* _Exercise_
Revise each of the rows below by replacing "formatted sample" with "sample layout" wherever it occurs. Keep everything else the same.

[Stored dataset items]
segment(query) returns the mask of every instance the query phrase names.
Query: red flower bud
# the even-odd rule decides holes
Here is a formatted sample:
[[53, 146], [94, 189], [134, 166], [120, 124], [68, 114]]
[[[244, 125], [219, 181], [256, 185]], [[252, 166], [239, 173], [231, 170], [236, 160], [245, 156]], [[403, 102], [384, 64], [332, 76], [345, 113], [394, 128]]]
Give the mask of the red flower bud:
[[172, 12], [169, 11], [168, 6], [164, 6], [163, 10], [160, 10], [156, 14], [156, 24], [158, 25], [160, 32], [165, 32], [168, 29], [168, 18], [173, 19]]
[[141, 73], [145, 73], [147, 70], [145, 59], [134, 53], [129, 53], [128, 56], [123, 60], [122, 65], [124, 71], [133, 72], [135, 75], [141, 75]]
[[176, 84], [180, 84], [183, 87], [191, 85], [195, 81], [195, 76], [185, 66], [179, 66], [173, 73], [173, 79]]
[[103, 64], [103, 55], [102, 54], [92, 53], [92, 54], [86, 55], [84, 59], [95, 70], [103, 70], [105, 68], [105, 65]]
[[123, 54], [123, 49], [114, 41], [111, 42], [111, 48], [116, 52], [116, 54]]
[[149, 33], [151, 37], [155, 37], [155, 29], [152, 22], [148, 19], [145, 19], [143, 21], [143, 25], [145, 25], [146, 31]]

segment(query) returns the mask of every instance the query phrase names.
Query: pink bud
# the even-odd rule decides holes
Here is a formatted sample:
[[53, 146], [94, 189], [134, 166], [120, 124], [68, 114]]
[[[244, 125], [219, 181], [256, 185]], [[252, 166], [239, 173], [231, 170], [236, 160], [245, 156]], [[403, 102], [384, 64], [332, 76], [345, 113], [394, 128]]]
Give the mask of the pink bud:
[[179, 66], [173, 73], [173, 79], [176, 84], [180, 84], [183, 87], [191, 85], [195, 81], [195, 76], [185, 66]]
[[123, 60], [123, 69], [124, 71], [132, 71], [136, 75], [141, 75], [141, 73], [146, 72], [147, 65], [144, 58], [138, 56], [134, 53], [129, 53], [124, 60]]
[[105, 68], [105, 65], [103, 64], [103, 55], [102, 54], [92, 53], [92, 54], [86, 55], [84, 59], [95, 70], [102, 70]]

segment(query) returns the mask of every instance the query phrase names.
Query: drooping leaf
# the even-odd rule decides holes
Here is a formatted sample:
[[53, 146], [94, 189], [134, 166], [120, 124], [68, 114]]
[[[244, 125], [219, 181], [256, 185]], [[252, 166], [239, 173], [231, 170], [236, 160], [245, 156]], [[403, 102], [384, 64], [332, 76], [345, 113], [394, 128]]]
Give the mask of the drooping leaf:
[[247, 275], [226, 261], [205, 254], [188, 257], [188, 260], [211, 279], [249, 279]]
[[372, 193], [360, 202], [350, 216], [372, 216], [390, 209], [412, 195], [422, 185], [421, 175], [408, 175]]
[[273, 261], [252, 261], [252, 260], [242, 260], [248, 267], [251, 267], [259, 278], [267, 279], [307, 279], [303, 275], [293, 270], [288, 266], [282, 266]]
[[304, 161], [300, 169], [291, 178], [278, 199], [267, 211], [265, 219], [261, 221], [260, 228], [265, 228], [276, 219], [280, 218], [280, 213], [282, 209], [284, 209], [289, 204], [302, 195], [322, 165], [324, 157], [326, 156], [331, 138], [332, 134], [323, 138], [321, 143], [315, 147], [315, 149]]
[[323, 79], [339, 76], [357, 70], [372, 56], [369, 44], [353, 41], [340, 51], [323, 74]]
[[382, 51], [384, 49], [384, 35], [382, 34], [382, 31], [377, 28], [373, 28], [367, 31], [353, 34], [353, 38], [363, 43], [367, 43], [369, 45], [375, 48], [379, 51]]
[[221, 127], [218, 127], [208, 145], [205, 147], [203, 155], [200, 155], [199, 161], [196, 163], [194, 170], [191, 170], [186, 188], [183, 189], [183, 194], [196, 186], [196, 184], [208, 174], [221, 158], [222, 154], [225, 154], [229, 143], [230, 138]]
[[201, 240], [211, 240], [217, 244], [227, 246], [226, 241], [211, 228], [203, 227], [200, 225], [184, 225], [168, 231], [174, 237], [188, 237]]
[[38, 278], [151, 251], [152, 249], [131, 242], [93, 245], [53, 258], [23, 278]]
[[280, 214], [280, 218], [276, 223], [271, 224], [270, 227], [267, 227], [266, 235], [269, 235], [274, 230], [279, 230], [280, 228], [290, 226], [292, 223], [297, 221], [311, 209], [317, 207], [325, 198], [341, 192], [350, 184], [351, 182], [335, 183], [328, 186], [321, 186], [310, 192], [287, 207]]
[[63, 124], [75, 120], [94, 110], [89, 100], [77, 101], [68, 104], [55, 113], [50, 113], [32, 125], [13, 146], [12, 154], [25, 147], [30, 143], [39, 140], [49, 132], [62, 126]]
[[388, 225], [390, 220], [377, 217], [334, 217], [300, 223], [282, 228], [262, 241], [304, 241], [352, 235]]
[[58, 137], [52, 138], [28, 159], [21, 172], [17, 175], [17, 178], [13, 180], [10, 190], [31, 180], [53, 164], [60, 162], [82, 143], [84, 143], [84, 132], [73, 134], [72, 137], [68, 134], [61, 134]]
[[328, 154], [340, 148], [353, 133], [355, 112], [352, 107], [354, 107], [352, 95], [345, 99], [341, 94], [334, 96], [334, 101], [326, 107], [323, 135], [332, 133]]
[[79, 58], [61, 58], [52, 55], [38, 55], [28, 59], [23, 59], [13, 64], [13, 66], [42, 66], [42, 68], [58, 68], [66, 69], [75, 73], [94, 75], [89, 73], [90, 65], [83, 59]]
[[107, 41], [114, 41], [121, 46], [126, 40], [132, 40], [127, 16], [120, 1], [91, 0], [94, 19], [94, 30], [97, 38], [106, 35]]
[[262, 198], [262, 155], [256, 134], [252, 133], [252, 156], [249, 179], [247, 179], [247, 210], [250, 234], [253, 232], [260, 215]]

* _Finished exercise_
segment(query) returns the mask of every instance the query phrase names.
Query: red flower bud
# the even-odd rule decides holes
Here is a sample layout:
[[53, 146], [94, 189], [134, 166], [120, 124], [68, 114]]
[[[244, 125], [219, 181], [256, 185]], [[252, 166], [239, 173], [231, 170], [236, 160], [245, 156]], [[403, 102], [384, 64], [332, 76], [345, 113], [394, 128]]]
Give the mask of the red flower bud:
[[172, 12], [169, 11], [168, 6], [164, 6], [163, 10], [160, 10], [156, 14], [156, 24], [158, 25], [160, 32], [165, 32], [168, 29], [168, 18], [173, 19]]
[[141, 73], [145, 73], [147, 70], [145, 59], [134, 53], [129, 53], [128, 56], [123, 60], [122, 65], [124, 71], [133, 72], [135, 75], [141, 75]]
[[176, 84], [180, 84], [183, 87], [191, 85], [195, 81], [195, 76], [185, 66], [179, 66], [173, 73], [173, 79]]
[[103, 64], [103, 55], [102, 54], [92, 53], [92, 54], [86, 55], [84, 59], [95, 70], [103, 70], [105, 68], [105, 65]]
[[123, 54], [123, 49], [114, 41], [111, 42], [111, 48], [116, 52], [116, 54]]
[[149, 33], [151, 37], [155, 37], [155, 29], [152, 22], [148, 19], [145, 19], [143, 21], [143, 25], [145, 25], [146, 31]]

segment(query) returns the mask of every instance the query phrase names.
Query: pink bud
# the even-odd rule decides holes
Here is a sample layout:
[[53, 146], [94, 189], [134, 166], [120, 124], [68, 114]]
[[[244, 125], [219, 181], [256, 185]], [[252, 166], [239, 173], [231, 170], [236, 160], [245, 156]], [[403, 102], [384, 64], [332, 76], [345, 113], [394, 128]]]
Give the mask of the pink bud:
[[179, 66], [173, 73], [173, 79], [176, 84], [180, 84], [183, 87], [191, 85], [195, 81], [195, 76], [185, 66]]
[[123, 60], [123, 69], [124, 71], [132, 71], [136, 75], [141, 75], [141, 73], [146, 72], [147, 65], [144, 58], [138, 56], [134, 53], [129, 53], [124, 60]]
[[105, 68], [105, 65], [103, 64], [103, 55], [102, 54], [92, 53], [92, 54], [86, 55], [84, 59], [95, 70], [102, 70]]

segment(query) returns the mask of every instance the query phrase names.
Query: drooping leaf
# the even-odd rule decides holes
Here is a sample layout:
[[53, 146], [94, 189], [134, 166], [120, 124], [68, 114]]
[[[244, 125], [219, 181], [256, 185]], [[252, 166], [239, 173], [231, 170], [236, 160], [245, 156]], [[403, 102], [384, 64], [332, 76], [345, 113], [394, 128]]]
Give the mask of the drooping leaf:
[[247, 275], [226, 261], [205, 254], [188, 257], [188, 260], [211, 279], [249, 279]]
[[372, 193], [360, 202], [350, 216], [372, 216], [390, 209], [412, 195], [422, 185], [421, 175], [408, 175]]
[[273, 261], [252, 261], [252, 260], [242, 260], [248, 267], [251, 267], [259, 278], [267, 279], [307, 279], [303, 275], [293, 270], [288, 266], [282, 266]]
[[304, 161], [300, 169], [291, 178], [278, 199], [267, 211], [265, 219], [261, 221], [260, 228], [265, 228], [276, 219], [280, 218], [280, 213], [282, 209], [284, 209], [289, 204], [302, 195], [322, 165], [324, 157], [326, 156], [331, 138], [332, 134], [323, 138], [321, 143], [315, 147], [315, 149]]
[[323, 79], [339, 76], [357, 70], [372, 56], [369, 44], [353, 41], [340, 51], [323, 74]]
[[382, 51], [384, 49], [384, 35], [382, 34], [382, 31], [377, 28], [373, 28], [367, 31], [353, 34], [353, 38], [363, 43], [367, 43], [369, 45], [375, 48], [379, 51]]
[[221, 127], [218, 127], [208, 145], [205, 147], [203, 155], [200, 155], [199, 161], [196, 163], [194, 170], [191, 170], [186, 188], [183, 189], [183, 194], [196, 186], [196, 184], [208, 174], [221, 158], [222, 154], [225, 154], [229, 143], [230, 138]]
[[201, 240], [211, 240], [217, 244], [227, 246], [226, 241], [211, 228], [203, 227], [200, 225], [184, 225], [168, 231], [174, 237], [188, 237]]
[[38, 278], [151, 251], [152, 249], [131, 242], [93, 245], [53, 258], [23, 278]]
[[280, 214], [280, 218], [276, 223], [271, 224], [270, 227], [267, 227], [266, 235], [269, 235], [274, 230], [279, 230], [280, 228], [290, 226], [292, 223], [297, 221], [311, 209], [317, 207], [325, 198], [341, 192], [350, 184], [351, 182], [335, 183], [328, 186], [321, 186], [310, 192], [287, 207]]
[[63, 124], [75, 120], [94, 110], [89, 100], [77, 101], [68, 104], [55, 113], [50, 113], [32, 125], [13, 146], [12, 154], [25, 147], [30, 143], [39, 140], [49, 132], [62, 126]]
[[388, 225], [390, 220], [377, 217], [334, 217], [300, 223], [282, 228], [262, 241], [304, 241], [352, 235]]
[[58, 137], [52, 138], [28, 159], [21, 172], [17, 175], [17, 178], [13, 180], [10, 190], [31, 180], [53, 164], [60, 162], [82, 143], [84, 143], [84, 132], [73, 134], [72, 137], [68, 134], [61, 134]]
[[328, 154], [340, 148], [353, 133], [355, 112], [352, 107], [354, 107], [352, 95], [345, 99], [341, 94], [334, 96], [334, 101], [326, 107], [323, 135], [332, 133]]
[[79, 58], [61, 58], [52, 55], [38, 55], [28, 59], [23, 59], [13, 64], [13, 66], [42, 66], [42, 68], [58, 68], [66, 69], [75, 73], [94, 75], [89, 73], [90, 65], [83, 59]]
[[107, 41], [114, 41], [121, 46], [126, 40], [132, 40], [127, 16], [120, 1], [91, 0], [94, 19], [94, 30], [97, 38], [106, 35]]
[[262, 198], [262, 155], [256, 134], [252, 133], [252, 156], [249, 179], [247, 179], [247, 210], [250, 234], [253, 232], [260, 215]]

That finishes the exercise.